_INSTRUCTIONS TO FOLLOW_
Count the lines of the material below that contain the string "tractor", with case taken into account, and reply with the number alone.

_DATA EXTRACT_
------------------------------------------------------------

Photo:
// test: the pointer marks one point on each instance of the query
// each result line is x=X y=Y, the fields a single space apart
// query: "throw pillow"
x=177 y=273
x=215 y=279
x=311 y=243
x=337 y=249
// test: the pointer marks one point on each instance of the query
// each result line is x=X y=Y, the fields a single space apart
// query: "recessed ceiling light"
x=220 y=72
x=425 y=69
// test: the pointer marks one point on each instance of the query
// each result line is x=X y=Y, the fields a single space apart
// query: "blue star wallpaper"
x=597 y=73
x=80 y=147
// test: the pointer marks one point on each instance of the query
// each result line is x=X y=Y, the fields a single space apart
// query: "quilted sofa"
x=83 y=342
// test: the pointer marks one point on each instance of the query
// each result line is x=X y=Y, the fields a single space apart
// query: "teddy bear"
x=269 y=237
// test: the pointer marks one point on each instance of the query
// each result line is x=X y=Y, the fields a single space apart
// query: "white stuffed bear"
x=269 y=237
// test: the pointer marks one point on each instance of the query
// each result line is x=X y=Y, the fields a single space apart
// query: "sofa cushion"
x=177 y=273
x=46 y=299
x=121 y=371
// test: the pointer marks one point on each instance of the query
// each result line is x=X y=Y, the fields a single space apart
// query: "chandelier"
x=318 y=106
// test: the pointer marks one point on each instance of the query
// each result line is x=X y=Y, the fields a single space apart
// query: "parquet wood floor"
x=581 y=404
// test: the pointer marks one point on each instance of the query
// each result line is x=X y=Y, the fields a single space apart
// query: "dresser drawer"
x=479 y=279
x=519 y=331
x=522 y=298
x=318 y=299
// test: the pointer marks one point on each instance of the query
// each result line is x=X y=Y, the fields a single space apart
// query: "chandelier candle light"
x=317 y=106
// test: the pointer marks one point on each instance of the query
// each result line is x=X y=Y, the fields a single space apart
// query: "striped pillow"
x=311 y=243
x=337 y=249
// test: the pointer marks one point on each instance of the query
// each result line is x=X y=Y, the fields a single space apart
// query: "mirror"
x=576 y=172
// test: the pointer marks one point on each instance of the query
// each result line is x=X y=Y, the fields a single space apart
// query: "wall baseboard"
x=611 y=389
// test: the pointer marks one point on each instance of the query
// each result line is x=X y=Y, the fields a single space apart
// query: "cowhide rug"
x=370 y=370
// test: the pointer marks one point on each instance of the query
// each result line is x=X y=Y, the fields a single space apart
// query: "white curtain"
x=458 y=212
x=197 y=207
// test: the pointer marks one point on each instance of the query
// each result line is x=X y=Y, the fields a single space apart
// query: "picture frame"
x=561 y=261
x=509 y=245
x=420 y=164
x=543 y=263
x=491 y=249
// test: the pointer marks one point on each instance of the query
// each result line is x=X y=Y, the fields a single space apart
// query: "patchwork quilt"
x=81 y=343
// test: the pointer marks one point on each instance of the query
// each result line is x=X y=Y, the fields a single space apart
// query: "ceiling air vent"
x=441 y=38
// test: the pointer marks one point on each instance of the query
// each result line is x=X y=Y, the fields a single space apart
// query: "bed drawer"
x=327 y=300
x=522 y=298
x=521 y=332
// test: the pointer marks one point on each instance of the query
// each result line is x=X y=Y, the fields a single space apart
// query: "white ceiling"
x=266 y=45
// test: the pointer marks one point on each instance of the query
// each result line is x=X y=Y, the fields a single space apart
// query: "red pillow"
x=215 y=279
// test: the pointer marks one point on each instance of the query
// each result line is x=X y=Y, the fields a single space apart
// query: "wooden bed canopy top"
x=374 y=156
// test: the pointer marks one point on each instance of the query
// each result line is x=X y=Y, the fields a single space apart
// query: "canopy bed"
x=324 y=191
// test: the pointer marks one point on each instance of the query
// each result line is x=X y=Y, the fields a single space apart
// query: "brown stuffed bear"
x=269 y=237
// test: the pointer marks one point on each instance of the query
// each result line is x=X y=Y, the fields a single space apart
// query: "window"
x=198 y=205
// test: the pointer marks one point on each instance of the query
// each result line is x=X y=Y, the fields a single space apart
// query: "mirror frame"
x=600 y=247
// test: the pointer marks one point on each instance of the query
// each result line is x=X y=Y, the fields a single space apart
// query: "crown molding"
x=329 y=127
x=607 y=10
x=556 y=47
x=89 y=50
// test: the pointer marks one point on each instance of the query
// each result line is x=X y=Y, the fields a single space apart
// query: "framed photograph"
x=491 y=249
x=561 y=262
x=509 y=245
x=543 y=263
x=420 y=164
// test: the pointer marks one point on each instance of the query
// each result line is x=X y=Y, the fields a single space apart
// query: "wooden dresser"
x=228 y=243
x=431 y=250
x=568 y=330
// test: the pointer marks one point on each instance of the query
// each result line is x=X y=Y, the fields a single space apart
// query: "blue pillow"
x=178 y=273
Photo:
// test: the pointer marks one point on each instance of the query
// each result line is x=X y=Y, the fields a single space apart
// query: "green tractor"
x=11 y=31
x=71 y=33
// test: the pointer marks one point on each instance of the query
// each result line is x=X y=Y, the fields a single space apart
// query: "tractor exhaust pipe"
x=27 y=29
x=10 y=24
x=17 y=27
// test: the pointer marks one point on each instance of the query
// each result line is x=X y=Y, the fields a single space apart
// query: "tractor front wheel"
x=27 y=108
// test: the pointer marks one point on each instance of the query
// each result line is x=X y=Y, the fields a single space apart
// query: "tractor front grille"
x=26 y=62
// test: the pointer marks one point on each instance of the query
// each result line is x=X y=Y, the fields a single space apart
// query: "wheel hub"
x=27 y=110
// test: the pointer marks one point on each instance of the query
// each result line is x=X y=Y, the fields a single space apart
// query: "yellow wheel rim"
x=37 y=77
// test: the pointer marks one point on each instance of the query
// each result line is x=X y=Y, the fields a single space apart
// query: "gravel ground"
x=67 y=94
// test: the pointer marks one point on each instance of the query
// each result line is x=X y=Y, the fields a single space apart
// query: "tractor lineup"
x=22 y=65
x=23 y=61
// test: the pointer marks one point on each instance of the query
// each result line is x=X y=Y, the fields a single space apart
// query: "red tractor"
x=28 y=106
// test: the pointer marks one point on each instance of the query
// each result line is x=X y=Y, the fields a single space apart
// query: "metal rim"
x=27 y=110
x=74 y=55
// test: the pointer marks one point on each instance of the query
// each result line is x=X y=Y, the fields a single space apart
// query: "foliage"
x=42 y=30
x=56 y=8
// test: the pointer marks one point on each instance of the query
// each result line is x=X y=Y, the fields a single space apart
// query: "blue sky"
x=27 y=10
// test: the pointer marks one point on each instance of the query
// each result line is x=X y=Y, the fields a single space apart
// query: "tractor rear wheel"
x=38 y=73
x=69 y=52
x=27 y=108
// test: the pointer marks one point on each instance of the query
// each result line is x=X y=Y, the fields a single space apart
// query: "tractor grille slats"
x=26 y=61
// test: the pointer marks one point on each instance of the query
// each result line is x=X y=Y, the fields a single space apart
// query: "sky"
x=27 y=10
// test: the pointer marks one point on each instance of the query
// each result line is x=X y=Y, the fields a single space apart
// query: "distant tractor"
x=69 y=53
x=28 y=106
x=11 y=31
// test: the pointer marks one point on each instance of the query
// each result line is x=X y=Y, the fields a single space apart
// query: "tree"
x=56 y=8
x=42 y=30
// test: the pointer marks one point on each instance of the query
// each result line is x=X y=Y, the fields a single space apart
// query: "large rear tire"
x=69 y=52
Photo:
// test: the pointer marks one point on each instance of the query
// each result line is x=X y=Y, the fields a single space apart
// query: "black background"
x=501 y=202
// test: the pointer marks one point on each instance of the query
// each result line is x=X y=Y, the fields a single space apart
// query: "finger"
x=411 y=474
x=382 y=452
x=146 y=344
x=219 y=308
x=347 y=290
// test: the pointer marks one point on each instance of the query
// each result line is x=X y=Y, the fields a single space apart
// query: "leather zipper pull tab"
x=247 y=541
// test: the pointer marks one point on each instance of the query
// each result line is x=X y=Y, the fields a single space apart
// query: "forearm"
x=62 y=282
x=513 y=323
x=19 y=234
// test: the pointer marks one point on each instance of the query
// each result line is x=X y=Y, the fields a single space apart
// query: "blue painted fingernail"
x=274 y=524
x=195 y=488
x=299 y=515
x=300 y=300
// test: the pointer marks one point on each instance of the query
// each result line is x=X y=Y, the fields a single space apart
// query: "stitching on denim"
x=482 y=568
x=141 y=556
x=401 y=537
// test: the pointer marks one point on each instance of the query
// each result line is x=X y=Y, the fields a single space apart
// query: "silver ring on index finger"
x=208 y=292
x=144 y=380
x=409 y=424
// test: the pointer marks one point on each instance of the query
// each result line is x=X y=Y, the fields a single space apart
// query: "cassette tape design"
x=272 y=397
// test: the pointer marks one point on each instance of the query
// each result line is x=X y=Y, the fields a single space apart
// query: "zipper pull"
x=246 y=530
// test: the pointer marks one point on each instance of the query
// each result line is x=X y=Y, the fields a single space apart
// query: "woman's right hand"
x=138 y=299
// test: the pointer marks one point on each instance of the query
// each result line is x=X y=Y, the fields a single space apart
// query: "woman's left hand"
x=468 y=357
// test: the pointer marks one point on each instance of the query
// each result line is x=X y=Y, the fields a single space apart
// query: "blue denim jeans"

------------------------------------------------------------

_PROBLEM SOLUTION_
9